# [Work to do]
Reproduce all of the data below line for line, with no changes.
Begin Data records
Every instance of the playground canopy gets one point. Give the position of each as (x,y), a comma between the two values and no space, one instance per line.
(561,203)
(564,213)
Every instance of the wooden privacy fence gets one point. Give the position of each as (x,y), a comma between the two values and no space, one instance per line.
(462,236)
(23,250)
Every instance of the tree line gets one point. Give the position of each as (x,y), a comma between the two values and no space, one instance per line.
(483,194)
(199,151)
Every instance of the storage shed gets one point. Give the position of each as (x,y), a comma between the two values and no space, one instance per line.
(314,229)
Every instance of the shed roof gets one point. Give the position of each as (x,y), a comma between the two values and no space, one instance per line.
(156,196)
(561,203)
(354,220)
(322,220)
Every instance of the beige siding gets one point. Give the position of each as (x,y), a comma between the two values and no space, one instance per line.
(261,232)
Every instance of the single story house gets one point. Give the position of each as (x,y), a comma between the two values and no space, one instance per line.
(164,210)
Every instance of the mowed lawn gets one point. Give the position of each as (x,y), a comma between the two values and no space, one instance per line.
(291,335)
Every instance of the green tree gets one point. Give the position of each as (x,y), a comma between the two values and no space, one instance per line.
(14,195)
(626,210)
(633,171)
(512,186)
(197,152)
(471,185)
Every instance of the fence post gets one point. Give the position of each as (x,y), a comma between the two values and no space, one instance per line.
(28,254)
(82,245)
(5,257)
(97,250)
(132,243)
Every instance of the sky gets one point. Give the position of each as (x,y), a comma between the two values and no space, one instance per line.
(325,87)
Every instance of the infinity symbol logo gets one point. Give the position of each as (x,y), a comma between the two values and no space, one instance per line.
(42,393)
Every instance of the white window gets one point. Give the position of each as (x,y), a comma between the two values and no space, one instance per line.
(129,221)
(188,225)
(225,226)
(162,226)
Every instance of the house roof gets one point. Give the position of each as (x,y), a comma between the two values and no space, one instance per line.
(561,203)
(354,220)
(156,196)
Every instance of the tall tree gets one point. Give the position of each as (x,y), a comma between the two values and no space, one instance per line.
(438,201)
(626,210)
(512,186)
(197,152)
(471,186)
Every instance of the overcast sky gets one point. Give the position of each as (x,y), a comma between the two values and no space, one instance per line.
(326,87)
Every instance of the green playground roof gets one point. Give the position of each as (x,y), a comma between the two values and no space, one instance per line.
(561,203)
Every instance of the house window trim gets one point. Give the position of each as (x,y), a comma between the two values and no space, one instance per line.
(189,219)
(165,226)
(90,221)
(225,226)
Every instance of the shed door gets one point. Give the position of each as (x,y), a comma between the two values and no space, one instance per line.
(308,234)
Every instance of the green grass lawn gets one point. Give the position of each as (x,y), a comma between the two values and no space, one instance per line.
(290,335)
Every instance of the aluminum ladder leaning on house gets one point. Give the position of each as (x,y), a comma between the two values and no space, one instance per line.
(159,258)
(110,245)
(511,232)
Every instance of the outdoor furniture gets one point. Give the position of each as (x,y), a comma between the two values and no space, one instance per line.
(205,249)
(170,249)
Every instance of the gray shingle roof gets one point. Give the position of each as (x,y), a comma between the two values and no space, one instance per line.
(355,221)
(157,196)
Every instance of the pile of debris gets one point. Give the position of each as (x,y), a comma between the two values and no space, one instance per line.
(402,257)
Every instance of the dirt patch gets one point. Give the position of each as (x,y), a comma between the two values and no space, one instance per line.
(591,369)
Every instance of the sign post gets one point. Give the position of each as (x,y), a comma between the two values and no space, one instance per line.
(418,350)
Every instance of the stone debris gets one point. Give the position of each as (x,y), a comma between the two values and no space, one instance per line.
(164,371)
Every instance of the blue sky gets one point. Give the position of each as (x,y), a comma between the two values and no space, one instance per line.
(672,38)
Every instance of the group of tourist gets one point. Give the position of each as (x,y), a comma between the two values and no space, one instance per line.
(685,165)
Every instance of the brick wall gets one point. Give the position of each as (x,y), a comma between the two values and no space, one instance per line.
End Data records
# [The reply]
Every instance of the playground canopy gets one point. Give the position of each as (x,y), a comma between the two values and no space, one instance per line.
(561,203)
(564,213)
Every instance of the wooden privacy fence gets one point. Give the position of each as (x,y), a comma between the two values and no space, one instance per line.
(462,236)
(23,250)
Every instance of the tree line gets one point. Give the position of each as (x,y), a comma between the two values and no space, one instance per line.
(483,194)
(199,151)
Every instance of the storage shed gets one point. Give the position of each as (x,y), a comma between the two values and no space, one instance per line.
(314,229)
Every instance of the shed roof gets one point. Give the position of each as (x,y), a comma between the two values and no space, one instance per line.
(156,196)
(561,203)
(354,220)
(322,220)
Every instance of the beige siding gets one point. Give the position of each as (x,y), a comma between the two values and no space, one instance per line.
(261,232)
Every instance of the single story house gets one point. Give the position of each as (x,y), a comma between the two values and no space, one instance per line.
(164,210)
Every instance of the mowed lawn gets one point. Give the position of each as (x,y), a comma between the two values and no space, one instance per line.
(291,335)
Every instance of the green tree gets one point. Give the position of each as (x,y), a comma between the two values and no space, one instance per line.
(14,195)
(626,210)
(633,171)
(512,186)
(197,152)
(471,185)
Every instance of the fence post gets one point. Give the position of each as (x,y), a comma between the two values and no space, one instance per line.
(28,254)
(82,245)
(5,257)
(97,250)
(132,243)
Every instance of the sky gets one point. Give the position of each as (x,y), a comma between the two values and no space, one instance per line.
(325,87)
Every instance of the infinity symbol logo gets one point. Give the position of each as (x,y), a comma between the two values and no space, one instance per line.
(42,393)
Every instance of the white window gets one point. Give the position of each as (x,y), a comma between the two values and no space, one instance per line.
(129,221)
(188,225)
(225,226)
(162,226)
Every instance of the house roof gets one point. Give the position of each as (x,y), a comma between the two values and no space, one instance per line.
(561,203)
(354,220)
(156,196)
Every instance of the tall tree gets one point. Give the position of each as (x,y), a comma between the two values and no space, one instance per line.
(438,201)
(626,210)
(512,186)
(197,152)
(471,186)
Every instance of the overcast sky gets one point. Give the position of each as (x,y), a comma between the two values and no space, one instance per line.
(326,87)
Every instance of the green playground roof gets one point. Give the position of each as (x,y), a comma between the two values and no space, one instance per line.
(561,203)
Every instance of the house window trim gets one point. Give the position of each as (x,y), a comma between the two values and no space, one instance per line.
(189,219)
(165,226)
(90,221)
(225,226)
Every instance of the shed door gets one point. Give the position of each as (x,y), a comma between the two values and no space, one instance per line.
(308,234)
Every instance of the green grass lawn gets one point. Give the position of each as (x,y), a comma between the two values and no space, one instance per line.
(290,335)
Every instance of the aluminum ladder leaning on house gets one point. Give the position of each as (x,y), a comma between the two values and no space, one instance per line.
(159,258)
(110,245)
(511,232)
Every instance of the outdoor furniture gets one point. Give the position of each as (x,y), a comma between the two values and no space, one instance per line.
(205,249)
(170,249)
Every instance of the gray shingle roof gets one point. Give the position of each as (x,y), a comma between the two values and no space, one instance per line.
(355,221)
(157,196)
Every instance of the pile of debris gets one point. Give the position of each as (x,y), a comma between the two values and no space, one instance per line.
(402,257)
Every instance of the dirt patch gets one point. Give the position of each as (x,y), a comma between the two values and no space, one instance per line.
(591,369)
Every instance of the sign post gets one point. Give the position of each as (x,y), a comma between the two values and no space, one instance per line.
(418,350)
Every instance of the stone debris gets one point. Give the position of each as (x,y), a comma between the two values and no space, one instance per line.
(164,371)
Every instance of the blue sky gets one point. Give the position of each as (x,y), a comma between the two values and no space, one instance per line.
(672,38)
Every instance of the group of tourist gets one point. Give the position of each as (x,y), a comma between the two values and no space, one instance per line.
(685,165)
Every instance of the brick wall gets one point. Give the position of each as (x,y), a comma between the two values and no space, one instance per line.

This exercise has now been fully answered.